--- begin Dataset rows ---

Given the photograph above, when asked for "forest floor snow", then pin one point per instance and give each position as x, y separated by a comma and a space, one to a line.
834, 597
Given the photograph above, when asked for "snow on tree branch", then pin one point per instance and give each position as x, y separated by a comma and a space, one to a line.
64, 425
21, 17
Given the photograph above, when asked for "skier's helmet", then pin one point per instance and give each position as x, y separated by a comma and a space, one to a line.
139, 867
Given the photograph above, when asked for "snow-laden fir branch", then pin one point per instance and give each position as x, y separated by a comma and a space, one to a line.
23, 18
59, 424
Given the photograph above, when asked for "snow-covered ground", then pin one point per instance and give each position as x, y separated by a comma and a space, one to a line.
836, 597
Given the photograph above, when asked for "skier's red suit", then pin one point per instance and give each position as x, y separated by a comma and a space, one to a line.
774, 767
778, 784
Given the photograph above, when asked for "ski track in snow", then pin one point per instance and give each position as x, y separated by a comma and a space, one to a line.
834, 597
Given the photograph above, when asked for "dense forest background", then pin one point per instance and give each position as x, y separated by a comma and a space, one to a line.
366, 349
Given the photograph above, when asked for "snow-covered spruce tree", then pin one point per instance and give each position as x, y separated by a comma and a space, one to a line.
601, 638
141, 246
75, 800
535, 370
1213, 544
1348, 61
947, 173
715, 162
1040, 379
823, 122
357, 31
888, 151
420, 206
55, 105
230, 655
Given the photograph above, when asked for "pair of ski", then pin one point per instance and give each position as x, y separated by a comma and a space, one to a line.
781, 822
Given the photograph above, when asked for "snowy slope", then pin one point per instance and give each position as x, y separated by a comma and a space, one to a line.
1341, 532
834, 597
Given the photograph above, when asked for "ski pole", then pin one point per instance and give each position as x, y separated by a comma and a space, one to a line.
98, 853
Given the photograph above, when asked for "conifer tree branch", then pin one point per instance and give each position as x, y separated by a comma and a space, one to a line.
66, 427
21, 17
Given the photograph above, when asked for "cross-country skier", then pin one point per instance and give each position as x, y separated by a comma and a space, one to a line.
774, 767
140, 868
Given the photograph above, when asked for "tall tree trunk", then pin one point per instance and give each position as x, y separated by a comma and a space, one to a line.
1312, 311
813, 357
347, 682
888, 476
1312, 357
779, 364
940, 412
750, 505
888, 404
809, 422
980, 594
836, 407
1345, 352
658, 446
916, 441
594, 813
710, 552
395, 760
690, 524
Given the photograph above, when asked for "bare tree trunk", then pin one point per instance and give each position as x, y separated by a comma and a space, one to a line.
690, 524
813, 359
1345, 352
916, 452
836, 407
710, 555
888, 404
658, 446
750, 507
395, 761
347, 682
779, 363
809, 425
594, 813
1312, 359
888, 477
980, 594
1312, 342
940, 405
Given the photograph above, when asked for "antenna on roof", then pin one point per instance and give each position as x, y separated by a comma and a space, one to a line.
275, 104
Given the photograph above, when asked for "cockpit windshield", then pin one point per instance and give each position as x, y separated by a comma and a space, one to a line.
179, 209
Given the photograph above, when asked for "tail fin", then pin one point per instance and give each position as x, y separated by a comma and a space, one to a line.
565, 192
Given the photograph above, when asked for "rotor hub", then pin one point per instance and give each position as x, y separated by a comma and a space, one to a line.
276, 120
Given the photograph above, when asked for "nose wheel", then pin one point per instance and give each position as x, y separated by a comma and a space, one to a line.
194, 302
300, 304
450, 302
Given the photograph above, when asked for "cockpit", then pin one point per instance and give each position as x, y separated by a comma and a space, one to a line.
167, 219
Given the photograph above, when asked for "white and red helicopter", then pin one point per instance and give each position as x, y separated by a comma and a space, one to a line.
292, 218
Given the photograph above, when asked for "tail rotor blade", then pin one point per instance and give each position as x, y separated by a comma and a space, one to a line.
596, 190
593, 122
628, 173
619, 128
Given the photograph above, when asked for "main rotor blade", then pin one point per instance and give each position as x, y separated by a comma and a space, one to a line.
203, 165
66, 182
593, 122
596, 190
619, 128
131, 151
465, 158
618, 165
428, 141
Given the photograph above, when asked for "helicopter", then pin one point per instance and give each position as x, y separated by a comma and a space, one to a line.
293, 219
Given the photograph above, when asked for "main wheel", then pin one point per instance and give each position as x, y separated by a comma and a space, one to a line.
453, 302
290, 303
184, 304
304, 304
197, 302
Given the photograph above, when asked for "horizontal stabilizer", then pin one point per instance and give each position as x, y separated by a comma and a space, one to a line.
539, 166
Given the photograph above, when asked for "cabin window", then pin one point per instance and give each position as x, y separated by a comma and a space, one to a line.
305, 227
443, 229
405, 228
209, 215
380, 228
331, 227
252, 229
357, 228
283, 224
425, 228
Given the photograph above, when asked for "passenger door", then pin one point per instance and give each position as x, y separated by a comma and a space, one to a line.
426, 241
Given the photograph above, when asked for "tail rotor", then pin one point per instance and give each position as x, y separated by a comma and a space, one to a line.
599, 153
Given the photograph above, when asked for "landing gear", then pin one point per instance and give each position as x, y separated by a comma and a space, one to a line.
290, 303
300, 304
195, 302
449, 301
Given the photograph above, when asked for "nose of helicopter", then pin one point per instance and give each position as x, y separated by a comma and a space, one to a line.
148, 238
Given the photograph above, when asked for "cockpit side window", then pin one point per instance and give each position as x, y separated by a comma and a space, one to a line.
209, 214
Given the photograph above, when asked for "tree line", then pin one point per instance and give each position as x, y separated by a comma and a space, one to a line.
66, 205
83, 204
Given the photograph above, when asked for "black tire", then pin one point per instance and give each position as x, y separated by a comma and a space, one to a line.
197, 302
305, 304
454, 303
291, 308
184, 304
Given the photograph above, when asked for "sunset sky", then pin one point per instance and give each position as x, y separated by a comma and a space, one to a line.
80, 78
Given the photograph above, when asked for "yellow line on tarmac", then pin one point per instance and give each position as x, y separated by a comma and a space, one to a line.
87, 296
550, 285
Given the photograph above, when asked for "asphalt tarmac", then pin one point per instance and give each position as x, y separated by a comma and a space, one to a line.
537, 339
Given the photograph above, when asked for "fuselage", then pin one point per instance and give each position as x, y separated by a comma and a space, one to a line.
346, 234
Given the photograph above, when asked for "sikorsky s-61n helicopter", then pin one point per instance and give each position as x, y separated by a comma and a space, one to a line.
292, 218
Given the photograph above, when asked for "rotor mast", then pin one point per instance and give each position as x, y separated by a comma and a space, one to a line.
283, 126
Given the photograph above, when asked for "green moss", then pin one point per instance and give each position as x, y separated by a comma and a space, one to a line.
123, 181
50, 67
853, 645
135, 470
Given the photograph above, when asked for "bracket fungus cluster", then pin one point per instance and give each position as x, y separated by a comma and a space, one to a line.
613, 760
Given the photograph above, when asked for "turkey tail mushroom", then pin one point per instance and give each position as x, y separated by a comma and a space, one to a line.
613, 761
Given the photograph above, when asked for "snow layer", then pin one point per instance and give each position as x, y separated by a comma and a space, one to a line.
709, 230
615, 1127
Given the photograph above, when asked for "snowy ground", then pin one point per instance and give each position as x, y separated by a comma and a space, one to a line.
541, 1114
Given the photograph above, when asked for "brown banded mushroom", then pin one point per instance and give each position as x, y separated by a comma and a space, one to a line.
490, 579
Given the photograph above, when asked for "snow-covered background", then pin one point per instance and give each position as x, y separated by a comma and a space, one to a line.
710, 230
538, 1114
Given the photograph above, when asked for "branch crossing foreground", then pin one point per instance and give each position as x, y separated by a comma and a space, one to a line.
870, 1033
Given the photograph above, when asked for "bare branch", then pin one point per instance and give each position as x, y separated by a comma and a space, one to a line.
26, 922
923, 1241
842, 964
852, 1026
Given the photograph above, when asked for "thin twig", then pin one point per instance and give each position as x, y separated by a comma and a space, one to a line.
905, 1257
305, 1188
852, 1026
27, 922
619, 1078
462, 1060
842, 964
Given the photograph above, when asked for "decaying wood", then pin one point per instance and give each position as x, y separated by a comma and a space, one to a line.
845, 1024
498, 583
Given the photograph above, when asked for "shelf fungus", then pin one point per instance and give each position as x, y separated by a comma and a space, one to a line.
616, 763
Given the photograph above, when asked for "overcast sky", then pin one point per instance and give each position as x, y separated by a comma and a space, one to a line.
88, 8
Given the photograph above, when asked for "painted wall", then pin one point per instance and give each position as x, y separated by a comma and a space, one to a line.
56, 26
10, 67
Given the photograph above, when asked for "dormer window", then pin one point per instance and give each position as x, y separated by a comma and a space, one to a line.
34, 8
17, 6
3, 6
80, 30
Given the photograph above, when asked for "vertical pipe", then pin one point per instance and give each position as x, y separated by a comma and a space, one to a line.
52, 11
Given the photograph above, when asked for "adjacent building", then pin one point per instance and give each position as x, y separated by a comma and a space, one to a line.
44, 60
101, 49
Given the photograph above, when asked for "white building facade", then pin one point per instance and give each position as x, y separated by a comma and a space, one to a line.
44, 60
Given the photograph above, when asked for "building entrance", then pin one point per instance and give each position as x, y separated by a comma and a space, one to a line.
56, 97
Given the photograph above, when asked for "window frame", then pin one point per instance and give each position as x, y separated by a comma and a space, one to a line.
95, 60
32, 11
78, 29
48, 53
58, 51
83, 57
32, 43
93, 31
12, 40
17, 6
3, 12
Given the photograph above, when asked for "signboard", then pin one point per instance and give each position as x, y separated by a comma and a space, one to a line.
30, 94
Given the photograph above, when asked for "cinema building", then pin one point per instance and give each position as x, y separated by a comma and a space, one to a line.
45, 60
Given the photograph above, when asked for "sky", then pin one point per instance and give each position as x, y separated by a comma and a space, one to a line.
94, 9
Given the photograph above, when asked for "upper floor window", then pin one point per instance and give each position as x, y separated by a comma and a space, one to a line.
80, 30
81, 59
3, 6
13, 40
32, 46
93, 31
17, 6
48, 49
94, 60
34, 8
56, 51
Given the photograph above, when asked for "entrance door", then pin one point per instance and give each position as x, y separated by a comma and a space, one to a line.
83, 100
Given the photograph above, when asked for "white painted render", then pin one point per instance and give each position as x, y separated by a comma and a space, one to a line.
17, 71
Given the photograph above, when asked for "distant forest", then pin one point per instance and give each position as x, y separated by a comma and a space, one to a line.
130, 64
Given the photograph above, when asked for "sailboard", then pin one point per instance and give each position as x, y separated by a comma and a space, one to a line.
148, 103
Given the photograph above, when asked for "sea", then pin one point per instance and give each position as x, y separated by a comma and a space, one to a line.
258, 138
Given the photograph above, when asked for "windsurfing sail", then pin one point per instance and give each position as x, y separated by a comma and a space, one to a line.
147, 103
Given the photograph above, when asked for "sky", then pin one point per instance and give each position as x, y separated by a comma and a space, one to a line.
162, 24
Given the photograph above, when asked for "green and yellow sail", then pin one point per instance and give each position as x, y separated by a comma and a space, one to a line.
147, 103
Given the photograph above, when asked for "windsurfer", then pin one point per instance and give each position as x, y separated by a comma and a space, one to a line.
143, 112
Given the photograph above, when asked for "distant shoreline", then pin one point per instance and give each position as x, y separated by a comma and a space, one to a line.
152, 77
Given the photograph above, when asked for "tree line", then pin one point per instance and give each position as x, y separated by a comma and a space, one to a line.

--- end Dataset rows ---

→ Problem description:
Collect every line of the listing above that contains the word "snowy", and copy each of those lines in full.

→ Right answer:
Given the photograph above, when asked for "snowy slope", then pin one point per instance and give each position as x, y separated by a comma and a space, one to a line.
Given the photograph above, when asked for "snowy ground", then pin one point per instance and give each position as x, y separated by a comma and a space, one to a line.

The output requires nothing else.